> [Set problem]: Reproduce part of the brush bot project plan below, starting at the words "2. Then I will" and stopping after "differences from the line.".

> [Passage]:
Potential Problems And Solutions

The potential problem I face is that the bush bots will not travel along the line at all and the data will be inconclusive.

They way I will fix this is trial and error, in the event of this happening I will have to continue the move the the bristles until I find a certain set of manipulations that will sacrifice the needs of what the test requires. If I decide that it is impossible to move the bristles to make the bot to go in a straight I will have to conduct an experiment on why the bristles do not effect the bots paths and maneuverability.


Safety Or Environmental Concerns

While doing my experiment I must solder wires together. In this process I use a very hot tool, called a soldering iron, this is placed in one hand while a metal rod, the solder, is in the other hand. bringing the two together a drop of hot metal will drop onto the spot where the two wires meet. This metal cools almost instantly and hold a strong bond, connecting the two wires to form one.
This is a safety concern due to the fact I am using a extremism hot metal tool which I could burn myself with.
I will avoid this by handling the tools with great care and being aware of my surroundings at all times. I will also be using the soldering iron on a table that i can set the hot tool on without the risk of catching it on fire.

Experimental Design

I will take one of the toothbrush heads and Velcro the battery mechanism to it. Then I will set it on a piece of paper with a line on it. I will measure the percentage of how much it stays or differences from the line I will use this percent to find which one of the different toothbrush heads is the most accurate to go in a straight line. I will measure the percent by placing the bot on a piece of paper with a hundred centimeter straight line on it . Then I will turn the brush bot on and follow its path with a pencil recording everything it does. After the bot has reached the end of the paper I will take a centimeter ruler and measure how many centimeter the bot differs from the line. This number will be subtracted from 100. The difference is the percent. This will be averaged together with three other differences from different trials of the same brush setting.

Resources and Budget Table

Item
 Number needed
 Where I will get this
 Cost
cell phone vibration
 1
 out of an old junk cell phone
 $0
Velcro
 4 sets
 around the house
 $0
watch battery
 1
 Walmart
 $8
paper with line
 1
 make
 $0
Toothbrushes
 4
 dollar tree
 $4
Switch
 1
 lows
 $5












Detailed Procedure

1. First I will Velcro the vibrator mechanism to the out ward tilted toothbrush head.
2. Then I will place it on the paper with a measuring line.
3. After I will turn it on and measure by drawing where it goes and seeing how much it differences from the line.
4.after i will repeat steps 1-3 with each of the different toothbrush heads.
5. I will test each brush three times
6. I will measure the percent by placing the bots on a 100 cm line.
7. then i will turn the bot on, while following the bot with a pencil and drawing its path behind it.
8. After the bot makes it to the end of line i will take a ruler and measure how many centimeters of the path is off the line.
9. Then having that measure meant i will be able to convert this in to a percent.
10. then average all the different trials together and get my final number.

Point labels for objects:

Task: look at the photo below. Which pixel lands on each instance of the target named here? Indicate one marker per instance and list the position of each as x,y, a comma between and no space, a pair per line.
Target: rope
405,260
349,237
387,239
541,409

> [Answer in full]:
2. Then I will place it on the paper with a measuring line.
3. After I will turn it on and measure by drawing where it goes and seeing how much it differences from the line.